Exercise set
**A.** In the court opinion excerpt, how long was the alarm monitoring agreement that the complainant signed with Capital?
**B.** Decide whether each statement agrees with the court opinion excerpt, and support each yes or no with the deciding words quoted from it: (i) The complainant canceled the new contract with Capital a few days later. (ii) One of the names on appellant's ID tags was ADT. (iii) The first additional witness was seventy years old at the time of trial.

Document
Believing that appellant worked for Central, the complainant invited appellant into her home.             Appellant told her that installation of new features, such as wireless monitoring, would be “free.” Ultimately, the complainant signed a five-year alarm monitoring agreement with Capital at a higher monthly cost than her previous service with Central.
The complainant testified that, before she signed the new contract, she “kept telling him that I can't do anything without my daughter’s approval” because the daughter “tends to all of my business.”             The complainant testified that she realized appellant did not work for Central when he “presented the papers” to her. One of the documents the complainant signed was an “alarm upgrade agreement.” The complainant initialed next to the statement: “I understand that Capital Connect has not bought, taken over or is in any way partnered with my current alarm monitoring company.”
            *3 The complainant also spoke on the phone with a representative from Capital while appellant was in her home, and a recording of the call was admitted as an exhibit at trial. When the representative asked the complainant who she was paying to monitor her alarm system, the complainant said, “Central.” The representative asked whether the complainant was having a new alarm system installed because the prior company was going out of business, had been taken over, or was no longer able to perform monitoring services. The complainant responded, “No, I'm just changing it up.” Later, they had the following exchange:
Representative: Do you understand that by accepting this offer you will be changing alarm companies?
Complainant: That I will what?
Representative: You will be changing alarm companies.
Complainant: I'm not understanding you.
Representative: Capital Connect is a separate company from Central and so I'm just verifying—
Complainant: Yes.
Representative: —that you understand that. Ok. Great. And you understand that moving forward that you will no longer be with Central and that your monitoring and billing will be performed by Monotronix?
Complainant: Right.2
A few days later, the complainant canceled the new contract with Capital.
The State also introduced evidence regarding two additional instances when appellant had misled customers about who he worked for. The first witness testified that he was eighty years old at the time of trial. In July 2016, the witness was returning home at about 8:00 p.m. when appellant walked up to the witness in the driveway. Appellant had multiple “ID tags” or lanyards around his neck. The tags had the names of several companies, including Honeywell, Stanley, and ADT. Appellant told the witness, “I'd like to talk to you about your alarm system, your burglar alarm. I see you have Stanley.” For about thirty minutes while they were conversing, the witness thought appellant worked for Stanley—the witness’s then-current alarm monitoring company. The witness testified that appellant “probably misrepresented the fact that he was a Stanley operative.” The witness testified that by the time he signed up for the new alarm system, he knew he was dealing with Capital.

(Dataset excerpt)
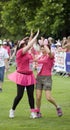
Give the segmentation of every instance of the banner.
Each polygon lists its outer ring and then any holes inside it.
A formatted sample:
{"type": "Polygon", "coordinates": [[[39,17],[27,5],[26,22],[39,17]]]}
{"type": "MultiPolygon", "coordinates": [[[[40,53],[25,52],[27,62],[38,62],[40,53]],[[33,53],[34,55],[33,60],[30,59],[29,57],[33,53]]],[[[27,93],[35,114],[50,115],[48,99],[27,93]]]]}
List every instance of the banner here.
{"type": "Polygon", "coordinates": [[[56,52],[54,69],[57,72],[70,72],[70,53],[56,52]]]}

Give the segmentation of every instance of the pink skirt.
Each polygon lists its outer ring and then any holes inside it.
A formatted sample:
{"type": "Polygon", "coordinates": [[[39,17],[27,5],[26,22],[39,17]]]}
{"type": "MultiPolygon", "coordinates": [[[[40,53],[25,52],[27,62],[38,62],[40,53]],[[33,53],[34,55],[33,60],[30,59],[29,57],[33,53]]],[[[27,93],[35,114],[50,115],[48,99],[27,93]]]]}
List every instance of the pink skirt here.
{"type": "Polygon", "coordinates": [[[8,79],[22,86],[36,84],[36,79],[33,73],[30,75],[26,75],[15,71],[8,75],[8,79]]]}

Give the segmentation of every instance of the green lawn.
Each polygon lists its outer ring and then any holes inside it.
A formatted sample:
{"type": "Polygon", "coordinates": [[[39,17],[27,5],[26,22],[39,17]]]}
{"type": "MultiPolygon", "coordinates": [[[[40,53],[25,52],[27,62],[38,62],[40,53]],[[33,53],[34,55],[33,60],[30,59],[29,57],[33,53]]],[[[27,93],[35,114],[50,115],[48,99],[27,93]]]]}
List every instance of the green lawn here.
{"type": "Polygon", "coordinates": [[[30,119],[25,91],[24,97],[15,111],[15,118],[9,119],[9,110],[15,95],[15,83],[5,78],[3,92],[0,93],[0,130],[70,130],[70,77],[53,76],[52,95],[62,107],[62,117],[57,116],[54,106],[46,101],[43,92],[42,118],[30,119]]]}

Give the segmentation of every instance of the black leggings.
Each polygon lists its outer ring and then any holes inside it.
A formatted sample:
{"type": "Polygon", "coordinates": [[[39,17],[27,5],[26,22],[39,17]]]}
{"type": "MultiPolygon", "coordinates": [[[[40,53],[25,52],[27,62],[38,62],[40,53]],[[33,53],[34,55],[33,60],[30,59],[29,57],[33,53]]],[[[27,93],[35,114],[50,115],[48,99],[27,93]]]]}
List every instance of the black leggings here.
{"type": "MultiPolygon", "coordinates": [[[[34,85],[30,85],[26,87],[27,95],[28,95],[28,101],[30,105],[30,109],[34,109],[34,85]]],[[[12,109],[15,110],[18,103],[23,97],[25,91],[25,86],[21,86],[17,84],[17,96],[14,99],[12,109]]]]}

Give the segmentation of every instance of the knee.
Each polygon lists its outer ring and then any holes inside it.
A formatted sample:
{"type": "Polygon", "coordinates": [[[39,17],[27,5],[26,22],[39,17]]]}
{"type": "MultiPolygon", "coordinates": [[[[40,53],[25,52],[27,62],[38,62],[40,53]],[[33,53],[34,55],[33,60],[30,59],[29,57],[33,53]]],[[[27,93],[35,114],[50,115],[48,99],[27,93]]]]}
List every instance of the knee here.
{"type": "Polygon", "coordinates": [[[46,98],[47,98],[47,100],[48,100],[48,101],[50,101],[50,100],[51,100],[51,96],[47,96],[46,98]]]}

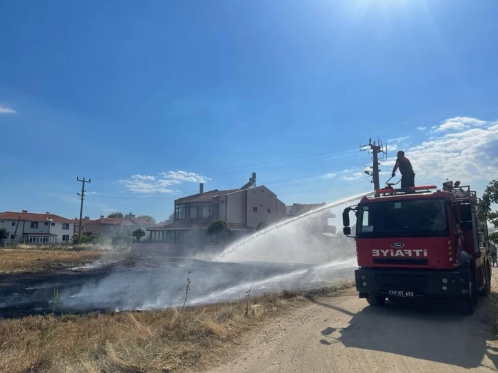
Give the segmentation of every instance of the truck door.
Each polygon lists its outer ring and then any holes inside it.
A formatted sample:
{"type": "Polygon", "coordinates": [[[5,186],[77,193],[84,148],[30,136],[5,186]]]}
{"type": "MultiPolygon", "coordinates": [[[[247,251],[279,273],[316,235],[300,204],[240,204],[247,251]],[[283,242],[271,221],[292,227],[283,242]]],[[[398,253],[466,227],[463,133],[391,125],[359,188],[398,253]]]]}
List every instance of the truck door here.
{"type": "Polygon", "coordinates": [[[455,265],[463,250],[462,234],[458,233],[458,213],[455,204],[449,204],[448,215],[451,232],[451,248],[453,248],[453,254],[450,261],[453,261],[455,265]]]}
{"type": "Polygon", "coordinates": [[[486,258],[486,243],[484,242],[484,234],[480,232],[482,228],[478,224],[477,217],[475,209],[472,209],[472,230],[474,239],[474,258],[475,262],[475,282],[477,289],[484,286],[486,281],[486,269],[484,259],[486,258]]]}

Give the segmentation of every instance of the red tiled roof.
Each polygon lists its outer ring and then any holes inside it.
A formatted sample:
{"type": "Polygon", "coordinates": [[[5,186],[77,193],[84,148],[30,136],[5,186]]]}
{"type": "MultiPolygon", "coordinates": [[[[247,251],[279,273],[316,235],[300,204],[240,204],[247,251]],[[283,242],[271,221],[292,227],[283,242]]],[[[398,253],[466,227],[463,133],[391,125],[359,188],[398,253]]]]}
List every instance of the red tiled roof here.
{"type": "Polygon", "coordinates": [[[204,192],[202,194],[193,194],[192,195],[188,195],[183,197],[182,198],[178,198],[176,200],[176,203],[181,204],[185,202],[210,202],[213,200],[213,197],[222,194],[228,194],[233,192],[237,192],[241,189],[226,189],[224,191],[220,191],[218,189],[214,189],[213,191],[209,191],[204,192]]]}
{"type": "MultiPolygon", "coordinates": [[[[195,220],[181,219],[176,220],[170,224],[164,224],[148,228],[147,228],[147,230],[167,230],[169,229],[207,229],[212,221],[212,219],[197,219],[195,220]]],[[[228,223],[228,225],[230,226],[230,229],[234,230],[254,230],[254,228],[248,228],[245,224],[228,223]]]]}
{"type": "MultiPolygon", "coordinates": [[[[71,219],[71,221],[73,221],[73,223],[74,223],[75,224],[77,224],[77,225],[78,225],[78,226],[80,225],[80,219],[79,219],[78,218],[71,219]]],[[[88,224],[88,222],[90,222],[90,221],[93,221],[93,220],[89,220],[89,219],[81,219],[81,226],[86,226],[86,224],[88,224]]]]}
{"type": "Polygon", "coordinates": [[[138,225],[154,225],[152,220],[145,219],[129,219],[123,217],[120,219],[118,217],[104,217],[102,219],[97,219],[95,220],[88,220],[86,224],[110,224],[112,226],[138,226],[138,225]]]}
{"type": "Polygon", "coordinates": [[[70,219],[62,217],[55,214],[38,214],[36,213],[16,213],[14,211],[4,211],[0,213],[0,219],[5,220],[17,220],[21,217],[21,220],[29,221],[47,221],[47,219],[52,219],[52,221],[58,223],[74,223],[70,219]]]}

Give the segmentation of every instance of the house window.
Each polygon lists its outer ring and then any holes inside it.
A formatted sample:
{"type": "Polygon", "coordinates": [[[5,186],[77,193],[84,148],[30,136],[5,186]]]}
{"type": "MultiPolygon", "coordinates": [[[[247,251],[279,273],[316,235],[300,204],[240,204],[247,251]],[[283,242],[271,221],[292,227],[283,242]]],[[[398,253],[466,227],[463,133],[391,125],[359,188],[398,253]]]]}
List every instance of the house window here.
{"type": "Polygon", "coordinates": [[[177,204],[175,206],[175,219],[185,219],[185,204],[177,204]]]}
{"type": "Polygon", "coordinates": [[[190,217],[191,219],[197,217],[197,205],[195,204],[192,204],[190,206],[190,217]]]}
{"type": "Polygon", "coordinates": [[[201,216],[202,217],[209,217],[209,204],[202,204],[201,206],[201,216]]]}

Answers below
**A.** Five years.

**B.**
(i) Yes: "A few days later, the complainant canceled the new contract with Capital."
(ii) Yes: "The tags had the names of several companies, including Honeywell, Stanley, and ADT."
(iii) No: "he was eighty years old at the time of trial."